YOUR TASK:
Give back exactly the lines of the material below, starting with the line with "254, row 126" and going on through the line with "32, row 164".
⟨
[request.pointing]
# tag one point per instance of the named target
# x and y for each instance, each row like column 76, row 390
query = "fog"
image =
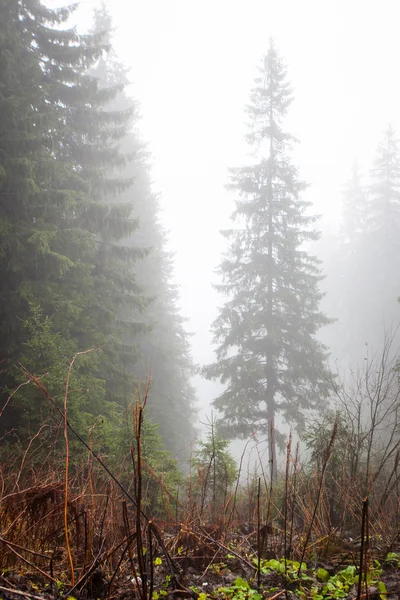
column 192, row 65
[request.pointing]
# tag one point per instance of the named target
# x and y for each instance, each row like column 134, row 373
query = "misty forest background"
column 301, row 342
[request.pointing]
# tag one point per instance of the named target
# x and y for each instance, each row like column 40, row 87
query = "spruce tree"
column 161, row 346
column 268, row 355
column 59, row 256
column 382, row 244
column 348, row 278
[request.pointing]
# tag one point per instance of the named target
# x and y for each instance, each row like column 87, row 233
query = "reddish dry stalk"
column 328, row 453
column 66, row 488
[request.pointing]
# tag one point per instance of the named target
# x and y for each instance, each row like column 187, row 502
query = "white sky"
column 192, row 66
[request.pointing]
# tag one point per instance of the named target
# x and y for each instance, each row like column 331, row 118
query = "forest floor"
column 227, row 575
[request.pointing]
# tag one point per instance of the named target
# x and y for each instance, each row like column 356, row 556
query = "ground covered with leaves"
column 229, row 577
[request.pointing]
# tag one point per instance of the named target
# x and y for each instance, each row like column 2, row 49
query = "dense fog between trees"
column 214, row 234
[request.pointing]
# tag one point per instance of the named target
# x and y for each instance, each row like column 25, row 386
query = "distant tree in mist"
column 346, row 265
column 268, row 355
column 363, row 265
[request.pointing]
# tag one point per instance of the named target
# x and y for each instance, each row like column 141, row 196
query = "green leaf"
column 322, row 574
column 239, row 582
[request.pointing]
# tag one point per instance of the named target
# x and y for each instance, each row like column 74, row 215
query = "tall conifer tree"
column 268, row 355
column 57, row 150
column 161, row 346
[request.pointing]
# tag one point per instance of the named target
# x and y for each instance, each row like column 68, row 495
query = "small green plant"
column 291, row 569
column 393, row 558
column 239, row 590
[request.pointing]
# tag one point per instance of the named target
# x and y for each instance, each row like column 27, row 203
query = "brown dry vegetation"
column 78, row 531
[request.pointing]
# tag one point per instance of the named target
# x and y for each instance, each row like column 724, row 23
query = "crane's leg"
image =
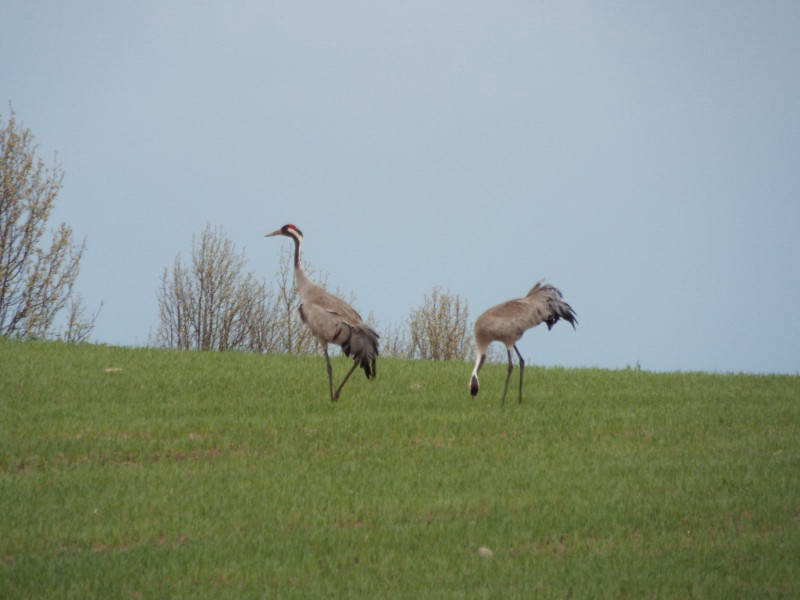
column 474, row 384
column 346, row 377
column 521, row 371
column 508, row 375
column 329, row 369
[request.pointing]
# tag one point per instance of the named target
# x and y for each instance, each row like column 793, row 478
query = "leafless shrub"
column 78, row 325
column 36, row 281
column 212, row 304
column 395, row 341
column 438, row 328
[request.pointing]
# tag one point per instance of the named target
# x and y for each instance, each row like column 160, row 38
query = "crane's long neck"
column 301, row 280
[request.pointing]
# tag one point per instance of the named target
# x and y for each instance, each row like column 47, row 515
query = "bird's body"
column 331, row 320
column 508, row 321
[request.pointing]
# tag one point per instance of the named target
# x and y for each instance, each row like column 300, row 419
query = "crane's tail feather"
column 556, row 307
column 362, row 345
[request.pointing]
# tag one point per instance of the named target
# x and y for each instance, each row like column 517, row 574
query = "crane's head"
column 289, row 231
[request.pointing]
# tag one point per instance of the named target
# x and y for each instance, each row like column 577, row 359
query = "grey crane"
column 331, row 320
column 507, row 322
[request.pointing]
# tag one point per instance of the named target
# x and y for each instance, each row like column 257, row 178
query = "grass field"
column 139, row 473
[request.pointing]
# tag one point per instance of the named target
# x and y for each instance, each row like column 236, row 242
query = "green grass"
column 200, row 475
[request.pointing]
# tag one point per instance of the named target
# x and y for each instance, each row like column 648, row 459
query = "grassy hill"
column 139, row 473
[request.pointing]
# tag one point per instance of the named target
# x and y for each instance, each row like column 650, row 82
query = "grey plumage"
column 331, row 320
column 508, row 321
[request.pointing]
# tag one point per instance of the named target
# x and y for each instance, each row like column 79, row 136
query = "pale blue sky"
column 642, row 156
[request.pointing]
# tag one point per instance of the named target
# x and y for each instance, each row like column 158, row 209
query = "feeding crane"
column 507, row 322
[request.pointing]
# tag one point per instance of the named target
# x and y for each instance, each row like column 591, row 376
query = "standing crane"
column 507, row 322
column 331, row 320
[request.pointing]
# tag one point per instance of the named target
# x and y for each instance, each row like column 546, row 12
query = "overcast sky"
column 644, row 157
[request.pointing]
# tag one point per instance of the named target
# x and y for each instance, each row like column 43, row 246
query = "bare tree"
column 36, row 280
column 211, row 303
column 438, row 328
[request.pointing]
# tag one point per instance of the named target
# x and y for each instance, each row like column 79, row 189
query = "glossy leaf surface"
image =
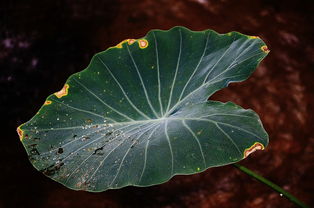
column 138, row 114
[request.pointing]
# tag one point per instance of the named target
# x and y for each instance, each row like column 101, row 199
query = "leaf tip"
column 256, row 146
column 63, row 91
column 47, row 102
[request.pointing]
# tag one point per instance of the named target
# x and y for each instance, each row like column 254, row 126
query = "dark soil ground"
column 42, row 42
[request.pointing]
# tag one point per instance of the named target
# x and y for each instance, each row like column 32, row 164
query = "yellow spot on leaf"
column 47, row 102
column 63, row 91
column 142, row 43
column 253, row 148
column 131, row 41
column 265, row 49
column 20, row 132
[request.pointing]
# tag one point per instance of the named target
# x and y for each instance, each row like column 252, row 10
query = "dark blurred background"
column 42, row 42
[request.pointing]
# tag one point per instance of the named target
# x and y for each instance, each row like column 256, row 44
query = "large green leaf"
column 138, row 114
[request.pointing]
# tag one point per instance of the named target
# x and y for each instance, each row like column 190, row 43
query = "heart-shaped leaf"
column 138, row 114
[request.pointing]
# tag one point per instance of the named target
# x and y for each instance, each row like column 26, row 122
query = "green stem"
column 271, row 185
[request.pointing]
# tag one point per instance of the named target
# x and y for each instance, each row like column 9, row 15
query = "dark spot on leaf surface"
column 99, row 151
column 60, row 150
column 34, row 151
column 52, row 169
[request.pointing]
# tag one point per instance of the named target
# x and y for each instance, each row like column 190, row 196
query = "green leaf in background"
column 138, row 114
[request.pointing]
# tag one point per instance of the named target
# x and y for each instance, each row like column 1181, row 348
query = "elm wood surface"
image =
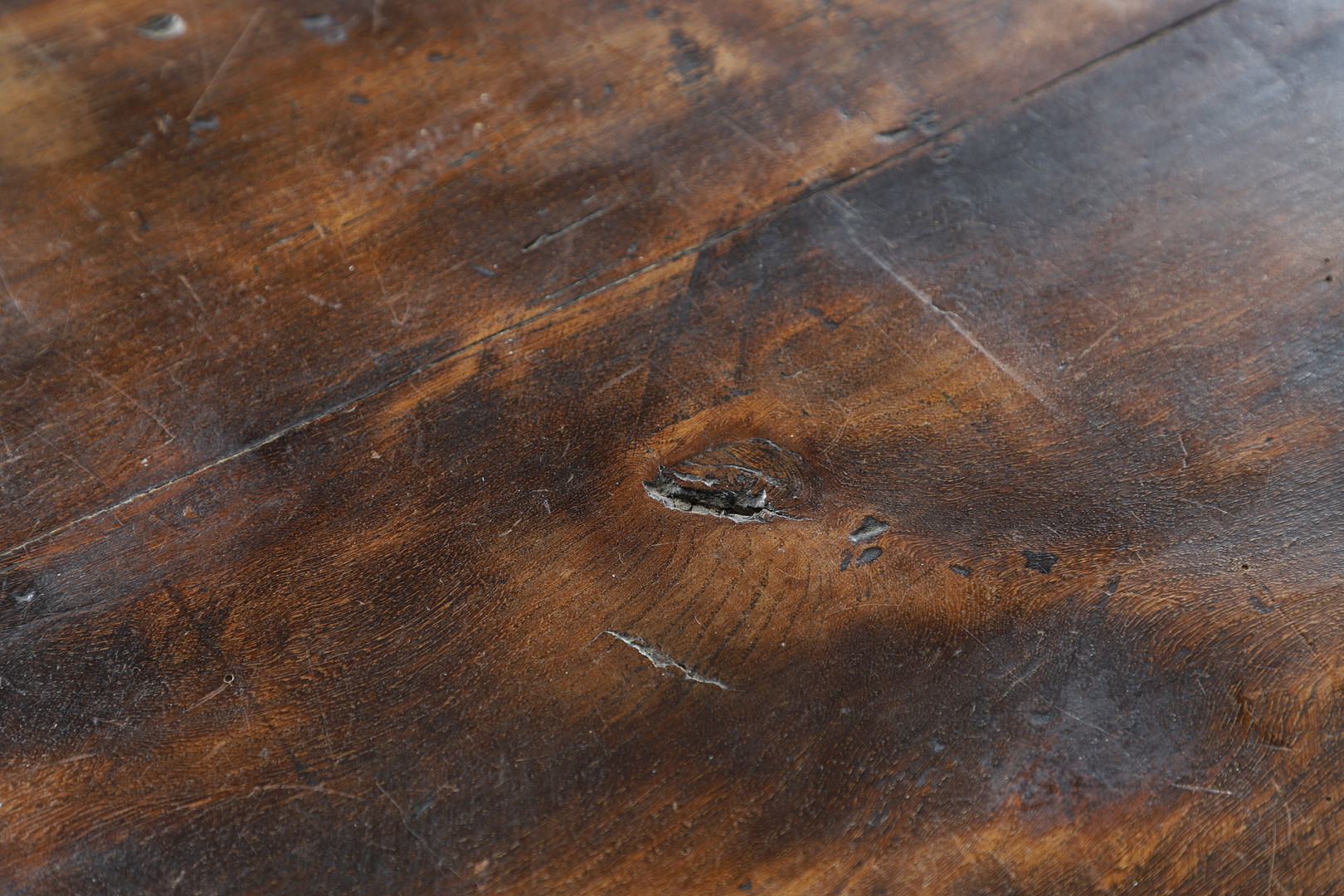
column 210, row 240
column 1082, row 359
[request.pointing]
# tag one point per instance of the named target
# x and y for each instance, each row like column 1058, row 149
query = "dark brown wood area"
column 791, row 448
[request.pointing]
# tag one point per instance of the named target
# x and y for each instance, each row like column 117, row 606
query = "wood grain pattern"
column 1053, row 407
column 208, row 240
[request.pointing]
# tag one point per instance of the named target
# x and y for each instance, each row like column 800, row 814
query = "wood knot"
column 749, row 481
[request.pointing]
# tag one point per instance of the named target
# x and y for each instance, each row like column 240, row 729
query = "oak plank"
column 212, row 238
column 1081, row 358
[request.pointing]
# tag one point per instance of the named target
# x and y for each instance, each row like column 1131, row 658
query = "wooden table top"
column 622, row 446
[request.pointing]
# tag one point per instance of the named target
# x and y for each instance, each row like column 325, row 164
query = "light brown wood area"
column 617, row 448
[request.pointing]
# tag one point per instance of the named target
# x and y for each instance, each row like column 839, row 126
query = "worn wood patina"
column 620, row 448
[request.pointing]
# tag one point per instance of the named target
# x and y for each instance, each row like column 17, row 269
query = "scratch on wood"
column 546, row 238
column 663, row 661
column 952, row 319
column 1205, row 790
column 242, row 38
column 14, row 299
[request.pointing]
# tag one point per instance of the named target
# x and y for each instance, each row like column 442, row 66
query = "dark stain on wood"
column 392, row 609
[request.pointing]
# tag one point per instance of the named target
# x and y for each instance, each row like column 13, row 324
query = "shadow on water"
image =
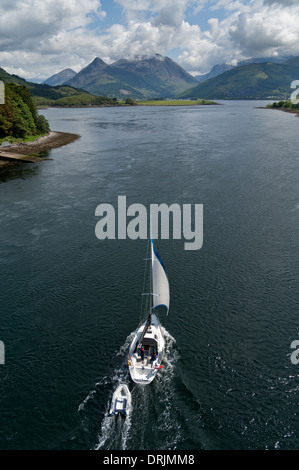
column 17, row 171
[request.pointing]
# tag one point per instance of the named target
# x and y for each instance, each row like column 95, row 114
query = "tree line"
column 18, row 116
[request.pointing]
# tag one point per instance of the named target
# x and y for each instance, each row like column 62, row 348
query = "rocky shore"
column 42, row 144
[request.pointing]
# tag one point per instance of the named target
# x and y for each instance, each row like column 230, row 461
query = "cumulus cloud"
column 41, row 37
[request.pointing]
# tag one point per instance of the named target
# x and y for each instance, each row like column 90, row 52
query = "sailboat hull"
column 144, row 365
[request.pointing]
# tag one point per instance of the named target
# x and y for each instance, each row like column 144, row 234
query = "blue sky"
column 41, row 37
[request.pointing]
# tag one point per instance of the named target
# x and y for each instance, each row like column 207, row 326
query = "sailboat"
column 146, row 350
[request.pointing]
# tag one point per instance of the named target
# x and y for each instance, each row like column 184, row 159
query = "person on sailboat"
column 141, row 350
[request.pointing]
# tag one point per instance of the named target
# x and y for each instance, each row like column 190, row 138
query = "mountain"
column 252, row 81
column 141, row 77
column 56, row 95
column 216, row 70
column 293, row 61
column 220, row 68
column 60, row 78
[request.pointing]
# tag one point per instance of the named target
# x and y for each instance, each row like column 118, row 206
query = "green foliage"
column 130, row 102
column 285, row 105
column 18, row 116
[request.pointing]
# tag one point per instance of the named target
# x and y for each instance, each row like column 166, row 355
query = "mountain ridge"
column 141, row 77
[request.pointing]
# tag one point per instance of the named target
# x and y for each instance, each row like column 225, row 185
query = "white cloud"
column 41, row 37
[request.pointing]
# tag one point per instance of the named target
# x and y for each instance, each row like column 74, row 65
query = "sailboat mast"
column 149, row 318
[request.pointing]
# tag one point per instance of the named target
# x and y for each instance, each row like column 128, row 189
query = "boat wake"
column 152, row 412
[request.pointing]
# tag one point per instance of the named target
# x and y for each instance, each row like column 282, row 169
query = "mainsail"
column 160, row 284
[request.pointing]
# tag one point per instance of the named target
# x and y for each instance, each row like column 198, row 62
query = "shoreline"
column 286, row 110
column 50, row 141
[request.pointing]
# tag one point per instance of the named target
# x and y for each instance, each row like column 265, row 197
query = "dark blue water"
column 69, row 302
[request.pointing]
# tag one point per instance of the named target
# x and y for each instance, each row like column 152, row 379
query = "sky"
column 39, row 38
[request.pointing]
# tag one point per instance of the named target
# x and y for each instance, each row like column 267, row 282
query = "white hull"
column 143, row 370
column 121, row 401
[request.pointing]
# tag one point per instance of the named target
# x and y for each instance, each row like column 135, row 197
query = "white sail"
column 160, row 284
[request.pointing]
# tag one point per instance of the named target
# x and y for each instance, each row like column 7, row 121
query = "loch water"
column 70, row 302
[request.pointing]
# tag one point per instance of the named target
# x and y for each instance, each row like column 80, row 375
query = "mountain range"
column 62, row 95
column 141, row 77
column 157, row 77
column 252, row 81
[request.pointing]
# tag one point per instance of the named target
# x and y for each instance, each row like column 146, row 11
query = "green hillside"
column 18, row 116
column 142, row 77
column 253, row 81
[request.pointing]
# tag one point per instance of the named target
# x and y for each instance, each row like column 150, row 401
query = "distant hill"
column 56, row 95
column 214, row 72
column 60, row 78
column 221, row 68
column 142, row 77
column 252, row 81
column 294, row 61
⟩
RESPONSE TO THE EXERCISE:
# x and y for each instance, each row like column 254, row 126
query = "dark soil ground"
column 42, row 42
[request.pointing]
# tag one point per instance of the named target
# x and y for each instance, each row like column 32, row 164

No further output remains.